DOCUMENT EXCERPT —
>>

Thursday 14 March 2024

BFI Flare: Be yourself tonight

One of my favourite festivals each year, the 38th edition of the British Film Institute's Flare: London LGBTQIA+ Film Festival kicked off last night with the European premiere of Layla. Over the next 10 days, BFI Southbank is transformed into a lively space with a range of events, club nights and conversations alongside screenings of some of the most diverse movies on earth. Many of these films are impossible to see anywhere else, so I always look forward to discoveries. And it's also fun to reconnect with the gang of "Flare Friends" who gather annually to celebrate this important aspect of the industry. Here's the first collection of highlights, with my usual Critical Week report down below...

Layla
dir-scr Amrou Al-Kadhi; with Bilal Hasna, Louis Greatorex 24/UK ****
With wonderfully loose authenticity, this breezy British drama hones in on the often contradictory nature of being human. Writer-director Amrou Al-Kadhi refreshingly resists creating characters who are easy to pigeon-hole, and the situations don't resolve themselves in the tidy ways we have grown to expect on-screen. Instead, the film has some strong things to say about how our self-image is a key factor in our work and relationships. And even more importantly, it's a relentlessly charming movie.

The Summer With Carmen
dir Zacharias Mavroeidis; with Yorgos Tsiantoulas, Andreas Labropoulos 23/Gr ****
An astutely written and directed meta comedy about the nature of filmmaking, this Greek film playfully pokes fun at both itself and low-budget queer movies. Multiple layers of narrative feed together inventively to explore family relationships, friendships, romance, lust and even pet ownership for a group of 30-something guys. And as it knowingly grapples with issues of loyalty and masculinity, the film is warm, funny and very sexy... FULL REVIEW >

Silver Haze
dir-scr Sacha Polak; with Vicky Knight, Esme Creed-Miles 23/UK **.

<<

GIVEN INFORMATION —
>>

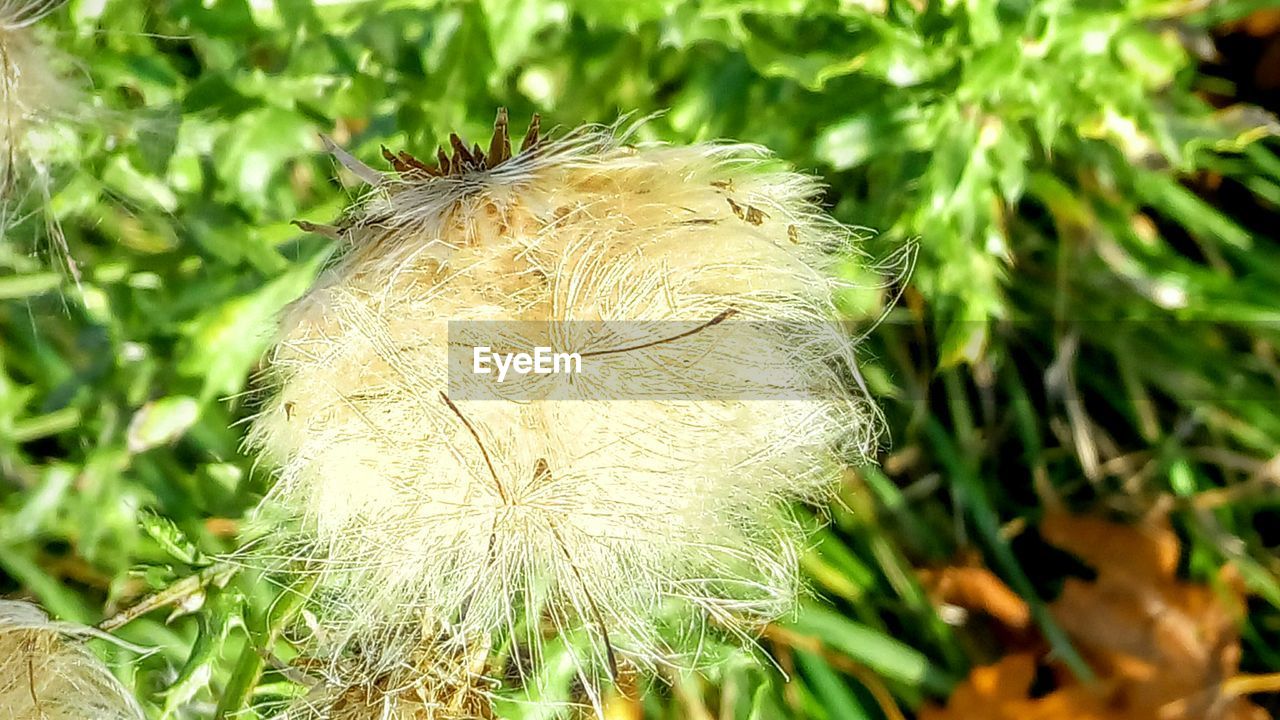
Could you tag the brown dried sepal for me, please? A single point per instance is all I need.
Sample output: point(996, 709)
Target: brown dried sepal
point(467, 159)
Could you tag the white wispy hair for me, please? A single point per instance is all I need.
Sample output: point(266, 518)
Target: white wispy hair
point(48, 674)
point(30, 89)
point(636, 520)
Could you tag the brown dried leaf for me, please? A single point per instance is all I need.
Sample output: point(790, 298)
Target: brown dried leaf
point(979, 589)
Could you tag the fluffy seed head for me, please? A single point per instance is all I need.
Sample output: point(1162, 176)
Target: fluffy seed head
point(30, 89)
point(631, 518)
point(46, 674)
point(432, 683)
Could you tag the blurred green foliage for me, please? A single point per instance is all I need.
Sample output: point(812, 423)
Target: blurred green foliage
point(1091, 320)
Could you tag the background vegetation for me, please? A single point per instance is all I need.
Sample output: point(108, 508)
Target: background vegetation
point(1091, 323)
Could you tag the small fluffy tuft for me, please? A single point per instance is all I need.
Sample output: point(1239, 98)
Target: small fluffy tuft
point(46, 674)
point(635, 520)
point(30, 87)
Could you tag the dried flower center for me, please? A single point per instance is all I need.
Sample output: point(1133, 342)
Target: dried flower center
point(465, 160)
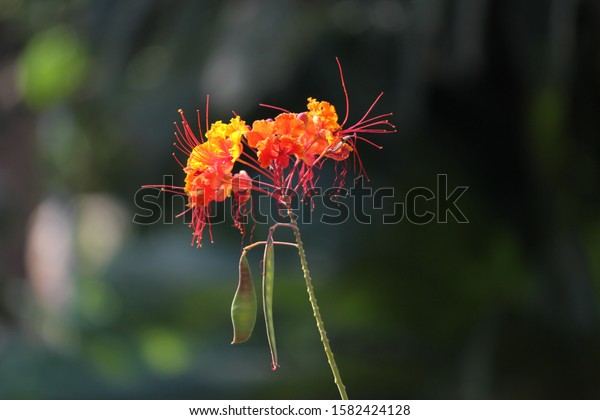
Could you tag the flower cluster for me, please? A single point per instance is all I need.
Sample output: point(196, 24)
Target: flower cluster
point(285, 150)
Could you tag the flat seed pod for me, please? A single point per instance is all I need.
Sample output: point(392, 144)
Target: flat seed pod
point(243, 307)
point(268, 281)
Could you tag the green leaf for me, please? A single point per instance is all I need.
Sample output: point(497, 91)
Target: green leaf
point(268, 281)
point(243, 307)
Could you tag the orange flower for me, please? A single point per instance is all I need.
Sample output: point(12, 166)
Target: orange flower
point(276, 140)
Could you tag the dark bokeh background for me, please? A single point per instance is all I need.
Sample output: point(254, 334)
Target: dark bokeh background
point(503, 96)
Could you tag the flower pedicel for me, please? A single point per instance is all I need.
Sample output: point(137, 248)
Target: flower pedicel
point(286, 152)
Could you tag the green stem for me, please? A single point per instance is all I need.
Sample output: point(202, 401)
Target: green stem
point(317, 314)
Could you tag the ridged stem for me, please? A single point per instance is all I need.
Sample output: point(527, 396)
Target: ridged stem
point(315, 307)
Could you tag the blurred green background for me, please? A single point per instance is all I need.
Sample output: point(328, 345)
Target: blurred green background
point(501, 95)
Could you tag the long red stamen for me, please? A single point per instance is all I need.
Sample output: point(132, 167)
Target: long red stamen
point(345, 92)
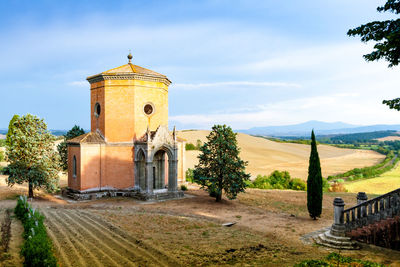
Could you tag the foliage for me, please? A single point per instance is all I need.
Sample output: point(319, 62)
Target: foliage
point(183, 187)
point(337, 187)
point(62, 147)
point(278, 180)
point(386, 34)
point(190, 146)
point(31, 154)
point(335, 259)
point(189, 175)
point(314, 182)
point(37, 248)
point(360, 137)
point(369, 172)
point(220, 167)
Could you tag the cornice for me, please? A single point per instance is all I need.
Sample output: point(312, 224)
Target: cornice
point(128, 76)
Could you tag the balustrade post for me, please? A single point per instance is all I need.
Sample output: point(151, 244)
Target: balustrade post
point(338, 228)
point(362, 212)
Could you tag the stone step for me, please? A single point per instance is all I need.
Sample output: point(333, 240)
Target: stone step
point(328, 240)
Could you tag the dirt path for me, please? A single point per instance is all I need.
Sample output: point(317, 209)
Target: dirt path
point(12, 256)
point(84, 239)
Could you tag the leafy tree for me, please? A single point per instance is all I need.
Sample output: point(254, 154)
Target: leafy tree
point(386, 34)
point(314, 182)
point(31, 154)
point(62, 147)
point(220, 167)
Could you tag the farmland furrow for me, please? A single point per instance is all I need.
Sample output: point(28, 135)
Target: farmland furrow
point(59, 250)
point(58, 235)
point(141, 257)
point(98, 257)
point(156, 255)
point(102, 242)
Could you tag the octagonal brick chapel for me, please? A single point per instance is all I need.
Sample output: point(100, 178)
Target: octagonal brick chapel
point(129, 150)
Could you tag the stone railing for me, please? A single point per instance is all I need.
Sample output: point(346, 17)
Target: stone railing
point(366, 212)
point(369, 211)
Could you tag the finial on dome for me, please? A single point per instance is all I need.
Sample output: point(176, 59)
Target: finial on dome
point(130, 57)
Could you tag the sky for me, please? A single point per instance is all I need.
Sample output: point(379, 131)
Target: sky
point(241, 63)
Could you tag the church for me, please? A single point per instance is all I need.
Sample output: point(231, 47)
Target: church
point(129, 150)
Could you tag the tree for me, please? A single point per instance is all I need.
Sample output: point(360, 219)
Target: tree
point(386, 34)
point(220, 167)
point(62, 147)
point(314, 182)
point(11, 129)
point(31, 155)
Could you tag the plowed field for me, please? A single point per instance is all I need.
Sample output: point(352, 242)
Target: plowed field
point(83, 239)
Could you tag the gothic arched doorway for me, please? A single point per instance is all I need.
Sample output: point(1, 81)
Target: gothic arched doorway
point(160, 170)
point(141, 170)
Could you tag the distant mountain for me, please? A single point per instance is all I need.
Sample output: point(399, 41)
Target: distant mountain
point(320, 128)
point(55, 132)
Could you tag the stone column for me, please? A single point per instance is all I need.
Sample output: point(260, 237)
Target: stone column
point(149, 177)
point(338, 228)
point(136, 172)
point(172, 175)
point(362, 197)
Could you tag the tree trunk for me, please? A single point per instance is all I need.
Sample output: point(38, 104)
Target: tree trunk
point(218, 197)
point(30, 190)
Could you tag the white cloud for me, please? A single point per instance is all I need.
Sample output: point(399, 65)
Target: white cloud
point(350, 108)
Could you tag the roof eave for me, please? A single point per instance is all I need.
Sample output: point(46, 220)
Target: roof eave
point(128, 76)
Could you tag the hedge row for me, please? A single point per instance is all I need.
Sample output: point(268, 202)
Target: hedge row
point(37, 249)
point(369, 172)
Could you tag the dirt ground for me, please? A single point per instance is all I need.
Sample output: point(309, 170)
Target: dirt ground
point(265, 156)
point(188, 231)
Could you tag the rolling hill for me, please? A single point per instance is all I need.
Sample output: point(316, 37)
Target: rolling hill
point(265, 156)
point(320, 128)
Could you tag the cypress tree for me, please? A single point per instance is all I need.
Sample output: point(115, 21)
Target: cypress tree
point(314, 182)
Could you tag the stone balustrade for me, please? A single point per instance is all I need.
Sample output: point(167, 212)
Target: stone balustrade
point(370, 211)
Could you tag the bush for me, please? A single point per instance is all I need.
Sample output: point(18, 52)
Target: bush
point(337, 187)
point(189, 175)
point(278, 180)
point(298, 184)
point(37, 248)
point(190, 146)
point(183, 187)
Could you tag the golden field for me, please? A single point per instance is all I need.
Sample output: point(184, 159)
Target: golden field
point(265, 156)
point(385, 183)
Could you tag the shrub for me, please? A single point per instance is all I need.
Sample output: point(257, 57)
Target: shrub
point(183, 187)
point(337, 187)
point(278, 180)
point(298, 184)
point(37, 248)
point(190, 146)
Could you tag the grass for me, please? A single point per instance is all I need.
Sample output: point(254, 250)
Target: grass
point(382, 184)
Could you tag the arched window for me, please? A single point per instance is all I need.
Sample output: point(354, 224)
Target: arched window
point(97, 110)
point(74, 167)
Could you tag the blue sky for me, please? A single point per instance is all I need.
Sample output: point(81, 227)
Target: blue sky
point(241, 63)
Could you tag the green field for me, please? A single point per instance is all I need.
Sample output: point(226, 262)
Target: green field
point(380, 185)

<<

TASKS AND EXERCISES —
#1 Rewrite the stretch of the BFI Flare post from "Thursday 14 March" through "report down below...", putting "dance parties" in place of "club nights".
#2 Carry the BFI Flare post on from its final line.
The items play no part in this work.

WRITTEN RESPONSES —
#1
Thursday 14 March 2024

BFI Flare: Be yourself tonight

One of my favourite festivals each year, the 38th edition of the British Film Institute's Flare: London LGBTQIA+ Film Festival kicked off last night with the European premiere of Layla. Over the next 10 days, BFI Southbank is transformed into a lively space with a range of events, dance parties and conversations alongside screenings of some of the most diverse movies on earth. Many of these films are impossible to see anywhere else, so I always look forward to discoveries. And it's also fun to reconnect with the gang of "Flare Friends" who gather annually to celebrate this important aspect of the industry. Here's the first collection of highlights, with my usual Critical Week report down below...

#2
Beautifully shot like an artful fly-on-the-wall doc and played with remarkable authenticity by a fresh cast, this film is watchable as an observant slice of life. Writer-director Sacha Polak captures the rhythms of British working class situations with plenty of energy, although the plot is so slim that this could have been an effective 20-minute short. There's also a problem with the naturalistic dialog, which is difficult to hear... FULL REVIEW >

Calls From Moscow
dir Luis Alejandro Yero; with Dariel Diaz, Daryl Acuna 23/Cub ****
Shot fly-on-the-wall style, this sharply well-made film follows the lives of four young Cuban men who are living in limbo in wintry Moscow. They have travelled there with hopes of bettering life for themselves and their families back home by hopefully moving into the European Union. But they're stuck here without documents, and being queer in Russia isn't easy. Filmmaker Luis Alejandro Yero takes an unusually artful approach, revealing inner feelings  through overheard conversations, music and silence.

Chasing Chasing Amy
dir Sav Rodgers; with Sav Rodgers, Kevin Smith 23/US ***.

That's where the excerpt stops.